----- Text provided

If TV is your game, it’s important to spend your viewing time wisely, keeping on top of the best that the medium has to offer and take in a little quality alongside your quantity. In that spirit, we’ve chosen five shows, potential awards contenders, no less, that you should try to sneak in while everyone else slips into a tryptophan-fueled slumber. All five series are new this year, so there’s no back catalog to catch up on and most have already completely released the whole of their season.

“Only Murders in the Building” (Hulu)

Only Murders in the Building” is a charming murder-mystery-cum-comedy, with lush production design and impeccable costuming starring Steve Martin, Martin Short, and Selena Gomez as an unlikely trio of true crime podcast fans brought together by a potential murder in their very own Upper West Side apartment building. Once the three are brought together they quickly decide to do what any true crime junkies would do: They start their own podcast.

The series captured critics’ eyes and audiences’ hearts during its weekly release on Hulu and it’s exactly the type of show you want to watch while hunkered down on your couch with your loved ones softly snoring around you.

“Maid” (Netflix)

Significantly less fun than the last pick, “Maid” is nonetheless an engrossing limited series focused on a young mother struggling to keep her head above water while trapped in a system which makes it near impossible to succeed. Margaret Qualley delivers yet another breakthrough performance (see also: “The Leftovers,” “The Nice Guys,” “Fosse/Verdon,” “Once Upon a Time in Hollywood”) as Alex, a woman who takes her young daughter and leaves her emotionally abusive partner. Like “Squid Game,” “Maid” is another series taking a long hard look at the debilitating effects of poverty. Also like “Squid Game,” it hasn’t left the Netflix Top 10 since its October 1 debut.

Swagger Apple Ike Jace
SwaggerApple TV+

“Swagger” (Apple TV+)

“Swagger,” from Kevin Durant and Reggie Rock Bythewood, is centered on a preternaturally talented and driven 14 year-old boy and his team competing on the AAU circuit, trying to achieve greatness and trying above all, to stay alive. “Swagger” is not “Friday Night Lights” and that’s amazing. It’s easy to compare the two as they compete on adjacent playing fields, but while the latter feels like it happened in a universe long ago and far away, the former is rooted in the here and now. The opening card on the pilot reads Before: ABC, revealing the letters stand for Ahmaud, Breonna, and COVID-19, two murders — Ahmaud Arbery and Breonna Taylor — and a global pandemic, all of which turned 2020 upside down. “Swagger” has all of the open-hearted goodness of young athletes wanting to be great, but adds the frightening reality of trying to survive as a Black child in America.

----------

Problems and tasks:
1. Set down the passage from the TV picks article word for word, starting with "If TV is your" and going on through "of their season.".
2. Answer these questions from the TV picks article:
(a) Which three actors star in "Only Murders in the Building"?
(b) What is the name of the character Margaret Qualley plays in "Maid"?
(c) What do the letters ABC stand for on the opening card of the "Swagger" pilot?
3. Write the next part of the TV picks article, beginning after its final sentence.

----- Data extracts

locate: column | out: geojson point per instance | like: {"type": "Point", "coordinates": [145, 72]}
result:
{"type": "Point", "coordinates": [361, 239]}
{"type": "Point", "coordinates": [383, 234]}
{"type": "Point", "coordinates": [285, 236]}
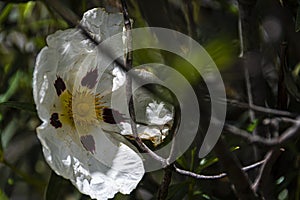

----------

Task-by-task outputs:
1.
If TV is your game, it’s important to spend your viewing time wisely, keeping on top of the best that the medium has to offer and take in a little quality alongside your quantity. In that spirit, we’ve chosen five shows, potential awards contenders, no less, that you should try to sneak in while everyone else slips into a tryptophan-fueled slumber. All five series are new this year, so there’s no back catalog to catch up on and most have already completely released the whole of their season.

2.
(a) Steve Martin, Martin Short, and Selena Gomez.
(b) Alex.
(c) Ahmaud, Breonna, and COVID-19.

3.
“Reservation Dogs” (FX on Hulu)

Created by Sterlin Harjo and Taika Waititi, “Reservation Dogs” is set on a reservation in rural Oklahoma and revolves around the four teens as they do potato chip-related crimes and get into gang-related (paintball) warfare, all while trying to scrounge up enough cash to leave their dreary surroundings in the dust and head west to California. The series not only employs all Indigenous writers and directors, the vast majority of its cast and crew are also Indigenous. As a model for expanded and remodeled media representation, “Reservation Dogs” is great. And as a funny, coming-of-age story about lifelong friends, it’s even better. Devery Jacobs as Elora is a star turn and Zahn McClarnon is a dang delight as Officer Big, a too rare chance for him to stretch his comedic legs.

“Hacks” (HBO Max)

Centered around Deborah Vance (a never better Jean Smart) and Ava Daniels (dynamic upstart Hannah Einbinder), “Hacks” is a marvel from the first. Deborah is a slightly long-in-the-tooth stand-up comedian, whose career was not what it could have been thanks to systemic injustices. She nevertheless became the comedy queen of Las Vegas. Ava is a Gen Z comedy upstart, who found her meteoric rise derailed by a few unsavory jokes in the wrong place at the wrong time. They are, as you might guess, something of an odd couple. “Hacks” is funny and Smart is a queen. You can’t go wrong here.